## What is asked
1 – Answer these questions from the excerpt on Classic Maya rulers and nobles, one line each:
(a) To which period do almost all secondary courtly elite titles date?
(b) How does Tokovinine now view emblem glyphs?
(c) How many Mayan place names refer to locales as kinds of corn or cornfields?
2 – Pick up the excerpt on Classic Maya rulers and nobles after its last sentence and carry it forward.
— start of Excerpt —
Although each major Classic Maya polity was ruled by a “holy lord” who intertwined aspects of political and religious authority, including the prerogative of ritual access to the supernatural world, the specific dynamics between paramount rulers and lesser nobles and elite varied across space and time (Jackson, 107–108). Jackson’s analysis (82–83) of secondary courtly elite titles found that almost all such titles in the Maya region date to the Late Classic (between ca. AD 600 and AD 775, with a peak around AD 725). Spatially, most of these titles were present at sites along the Usumacinta River in the western sector of the lowland Maya region, while few were present in the Petén and even fewer farther to the east (Jackson, 86–87).
Tokovinine also finds important west-east differences in the Classic Maya world (see Map 1). His study is empirically grounded in a thoughtful epigraphic reconsideration of emblem glyphs, which he now views as “titles connecting certain royal families to places of their political origins” (81). This significant reinterpretation offers a solution to several puzzles. “As a category of ascription to a royal line and its place of origin, rather than its place on the actual landscape, emblem glyphs can be shared by different royal families” (86), and the same sites may have more than one emblem glyph (63–71). Tokovinine then examines the textual contexts for these glyphs and how they extend to their placement in macroscalar networks that extend beyond specific sites. Although textual records of geopolitical networks exist for the east and central sectors of the Classic Maya world, they are absent in the west (123). Tokovinine concludes that “there must be something fundamentally different in the way that Late Classic regimes operated between the eastern and western polities,” and observes that the patterns in the west could be related to greater textual references to warfare, captives, and nonroyal nobility (126) (as evidenced in the Bonampak murals). Elite Maya concern with such broader networks is understandable given the diverse pacific and militaristic ties between rulers of different settlements. Furthermore, the social requirements of legitimate Classic Maya kingship required receipt from another king. Establishment of a new dynasty necessitated special intervention by someone already royal.9
In a detailed analysis of Mayan place names, Tokovinine also finds that more than one hundred reference different locales as variable kinds of corn or cornfields (9–10). The Classic Maya saw themselves as “people of corn,” and their inhabited landscape was interspersed with corn places (Tokovinine, 10). The connection is significant because communities tend to plant specific local strains of corn, a practice documented for certain modern Maya populations where correspondences have been documented between ethnolinguistic affiliations and maize varieties.10 The link between maize and human beings extends to the realm of identity: “Eating maize ‘from here’ enables one to become part of an ethnic group, speak the language, and perform proper rituals” (Tokovinine, 122). According to the sacred Maya Popul Vuh, “Human flesh and maize are a shared substance with humans created by the gods from corn dough” (Jackson, 115).
— end of Excerpt —
— start of Records supplied —
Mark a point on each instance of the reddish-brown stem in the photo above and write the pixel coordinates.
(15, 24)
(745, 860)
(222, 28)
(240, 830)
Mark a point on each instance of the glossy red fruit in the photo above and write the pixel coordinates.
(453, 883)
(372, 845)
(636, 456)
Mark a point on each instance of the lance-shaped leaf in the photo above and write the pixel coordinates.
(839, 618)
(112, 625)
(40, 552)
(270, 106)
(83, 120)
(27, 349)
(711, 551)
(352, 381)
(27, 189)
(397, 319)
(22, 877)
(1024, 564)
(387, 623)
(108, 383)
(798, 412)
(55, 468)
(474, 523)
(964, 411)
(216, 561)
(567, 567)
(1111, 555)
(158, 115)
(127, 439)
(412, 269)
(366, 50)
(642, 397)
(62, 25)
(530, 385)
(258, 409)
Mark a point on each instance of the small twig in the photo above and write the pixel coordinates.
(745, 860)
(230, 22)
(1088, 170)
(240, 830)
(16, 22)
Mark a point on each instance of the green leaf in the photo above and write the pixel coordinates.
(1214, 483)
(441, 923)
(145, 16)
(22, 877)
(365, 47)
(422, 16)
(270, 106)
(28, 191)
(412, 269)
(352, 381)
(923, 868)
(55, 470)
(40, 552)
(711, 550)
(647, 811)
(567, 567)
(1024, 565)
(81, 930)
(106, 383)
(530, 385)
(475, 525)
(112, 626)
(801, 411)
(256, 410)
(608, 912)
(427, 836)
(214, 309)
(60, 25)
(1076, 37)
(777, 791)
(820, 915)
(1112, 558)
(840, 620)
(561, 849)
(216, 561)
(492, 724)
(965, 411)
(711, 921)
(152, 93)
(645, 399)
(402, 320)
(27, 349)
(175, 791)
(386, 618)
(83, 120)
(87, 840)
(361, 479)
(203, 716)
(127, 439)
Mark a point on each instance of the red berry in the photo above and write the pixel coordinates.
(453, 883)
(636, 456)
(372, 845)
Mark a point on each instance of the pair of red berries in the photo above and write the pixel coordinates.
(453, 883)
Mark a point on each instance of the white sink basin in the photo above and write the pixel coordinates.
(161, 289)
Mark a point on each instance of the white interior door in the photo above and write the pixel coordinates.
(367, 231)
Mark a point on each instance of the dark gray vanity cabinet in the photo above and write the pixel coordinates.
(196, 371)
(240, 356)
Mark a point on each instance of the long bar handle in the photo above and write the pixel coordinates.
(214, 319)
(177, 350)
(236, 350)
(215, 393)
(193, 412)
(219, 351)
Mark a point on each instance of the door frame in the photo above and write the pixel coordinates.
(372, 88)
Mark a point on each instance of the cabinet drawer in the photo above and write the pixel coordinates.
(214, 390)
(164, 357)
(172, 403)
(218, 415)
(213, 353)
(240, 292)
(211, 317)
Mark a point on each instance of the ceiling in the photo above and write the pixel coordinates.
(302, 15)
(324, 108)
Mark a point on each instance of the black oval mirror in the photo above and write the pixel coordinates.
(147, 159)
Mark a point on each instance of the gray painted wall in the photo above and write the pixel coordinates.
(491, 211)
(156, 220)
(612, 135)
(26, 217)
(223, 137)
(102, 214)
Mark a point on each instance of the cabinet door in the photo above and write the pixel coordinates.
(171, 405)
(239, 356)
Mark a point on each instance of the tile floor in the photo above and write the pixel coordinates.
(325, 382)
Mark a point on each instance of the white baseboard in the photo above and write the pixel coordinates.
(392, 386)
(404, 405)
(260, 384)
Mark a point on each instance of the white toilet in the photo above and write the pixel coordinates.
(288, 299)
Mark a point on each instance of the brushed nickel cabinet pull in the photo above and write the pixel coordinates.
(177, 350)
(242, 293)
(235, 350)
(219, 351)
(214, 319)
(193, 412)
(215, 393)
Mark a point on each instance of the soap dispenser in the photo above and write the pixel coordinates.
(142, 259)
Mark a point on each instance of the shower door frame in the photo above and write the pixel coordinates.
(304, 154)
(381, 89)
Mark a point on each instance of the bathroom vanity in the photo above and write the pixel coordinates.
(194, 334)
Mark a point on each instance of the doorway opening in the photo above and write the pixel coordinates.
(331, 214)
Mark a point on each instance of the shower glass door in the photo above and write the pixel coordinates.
— end of Records supplied —
## Answers to the exercises
1 –
(a) The Late Classic, between about AD 600 and AD 775, with a peak around AD 725.
(b) As "titles connecting certain royal families to places of their political origins."
(c) More than one hundred.

2 –
The metaphoric tie between the life cycles of maize and humans takes on greater meaning through further analysis, which identifies monumental places in the Maya built environment (e.g., temples, palaces, including funerary features) to different maize gods (Tokovinine, 115–122). Rulers, who derived their legitimacy through their connection with their specific places (“mountains”) of origin, were then returned to those settings for burial. The belief was that they would later sprout back to life to provide for the community. “The connection of royal families to various maize gods effectively defines these families as sources of group sustenance” (Tokovinine, 122). Through local variants of the maize god, connections were drawn between networks of people, their ruling lords, place, and corn as a source of food and identity (Tokovinine, 126).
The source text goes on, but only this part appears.